SELECTED PASSAGE:
— begin —
Reid Sprague said...

Dear Manu,

Quite a good article, and it bites uncomfortably close to home for me. I now work in the office. I last sailed professionally (on tugs) almost ten years ago. My last stint on the bridge of a ship was in the 1980s.

Since moving to the office I've taken advantage of opportunities to ride incoming LNG tankers. With my Stone Age ship background, this experience has been akin to visiting the bridge of a starship - very little resemblance to the oil tankers I sailed in!

Tugs have been a little less of a culture shock - I can run a tractor and it hasn't been so long - but I can see equipment changes sweeping through the industry, and I'd have some things to learn if I were to re-enter a tug's wheelhouse today. Give it another decade, and I'd be seriously out of date.

Maybe progressive or innovative training institutions could carry the ball on this. They invest in very expensive simulators, schoolships, etc. Keeping staff up-to-date on actual industry conditions should be considerably cheaper, and might help draw students to a school where they knew they could get the real "lowdown".
— end —
SHORT TASK A: Can you write out the stretch of the comment from "Quite a good" through "I sailed in!"?
The comment and the records are unrelated material.

LISTED RECORDS:
— begin —
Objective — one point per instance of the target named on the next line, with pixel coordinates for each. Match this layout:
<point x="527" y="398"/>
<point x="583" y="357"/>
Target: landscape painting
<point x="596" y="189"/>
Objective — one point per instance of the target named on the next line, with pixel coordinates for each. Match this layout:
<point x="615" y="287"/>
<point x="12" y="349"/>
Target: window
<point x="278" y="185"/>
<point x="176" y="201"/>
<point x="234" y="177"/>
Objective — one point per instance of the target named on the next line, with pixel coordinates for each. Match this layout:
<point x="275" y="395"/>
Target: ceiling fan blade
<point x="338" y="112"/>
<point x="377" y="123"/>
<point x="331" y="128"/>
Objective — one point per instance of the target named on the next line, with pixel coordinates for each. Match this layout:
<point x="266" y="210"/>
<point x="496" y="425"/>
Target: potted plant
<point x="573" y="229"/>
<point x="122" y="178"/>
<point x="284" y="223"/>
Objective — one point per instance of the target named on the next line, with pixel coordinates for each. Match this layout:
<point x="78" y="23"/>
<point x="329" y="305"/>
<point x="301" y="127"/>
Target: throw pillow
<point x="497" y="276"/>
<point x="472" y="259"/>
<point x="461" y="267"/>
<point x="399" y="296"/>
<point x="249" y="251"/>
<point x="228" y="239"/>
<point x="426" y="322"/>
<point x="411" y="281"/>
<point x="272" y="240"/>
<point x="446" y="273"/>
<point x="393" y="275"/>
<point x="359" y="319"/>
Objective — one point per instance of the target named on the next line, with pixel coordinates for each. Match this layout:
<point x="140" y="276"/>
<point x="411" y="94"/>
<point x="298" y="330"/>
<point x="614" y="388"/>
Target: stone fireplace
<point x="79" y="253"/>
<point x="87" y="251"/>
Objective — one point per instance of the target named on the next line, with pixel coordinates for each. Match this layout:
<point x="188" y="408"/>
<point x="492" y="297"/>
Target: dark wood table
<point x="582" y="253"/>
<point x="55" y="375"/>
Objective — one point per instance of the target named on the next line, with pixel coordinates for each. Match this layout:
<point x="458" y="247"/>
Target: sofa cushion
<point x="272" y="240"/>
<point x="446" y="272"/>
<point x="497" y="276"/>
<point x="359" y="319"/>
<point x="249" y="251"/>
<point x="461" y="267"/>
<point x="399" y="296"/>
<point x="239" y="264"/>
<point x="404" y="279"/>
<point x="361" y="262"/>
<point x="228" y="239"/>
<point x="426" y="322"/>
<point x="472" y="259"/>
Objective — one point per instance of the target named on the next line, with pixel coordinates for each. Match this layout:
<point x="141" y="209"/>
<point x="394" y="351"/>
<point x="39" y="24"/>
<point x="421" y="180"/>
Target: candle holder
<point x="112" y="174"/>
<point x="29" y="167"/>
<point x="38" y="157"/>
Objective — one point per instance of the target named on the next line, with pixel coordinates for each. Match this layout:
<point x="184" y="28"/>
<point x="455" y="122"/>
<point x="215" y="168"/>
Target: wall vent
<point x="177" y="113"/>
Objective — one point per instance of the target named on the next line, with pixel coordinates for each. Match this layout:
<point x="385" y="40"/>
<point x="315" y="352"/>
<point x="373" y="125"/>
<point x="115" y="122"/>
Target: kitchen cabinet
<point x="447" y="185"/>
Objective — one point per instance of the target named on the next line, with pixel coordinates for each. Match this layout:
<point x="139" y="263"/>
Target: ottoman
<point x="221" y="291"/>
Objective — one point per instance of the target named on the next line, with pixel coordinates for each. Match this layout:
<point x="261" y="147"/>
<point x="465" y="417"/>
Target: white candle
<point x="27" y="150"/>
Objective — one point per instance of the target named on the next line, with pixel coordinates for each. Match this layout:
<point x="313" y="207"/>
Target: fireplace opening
— end —
SHORT TASK B: Which lines in the records contain the string "fireplace", with case counting? Gather every one of them.

WRITTEN REPLY A:
Quite a good article, and it bites uncomfortably close to home for me. I now work in the office. I last sailed professionally (on tugs) almost ten years ago. My last stint on the bridge of a ship was in the 1980s.

Since moving to the office I've taken advantage of opportunities to ride incoming LNG tankers. With my Stone Age ship background, this experience has been akin to visiting the bridge of a starship - very little resemblance to the oil tankers I sailed in!

WRITTEN REPLY B:
Target: stone fireplace
Target: fireplace opening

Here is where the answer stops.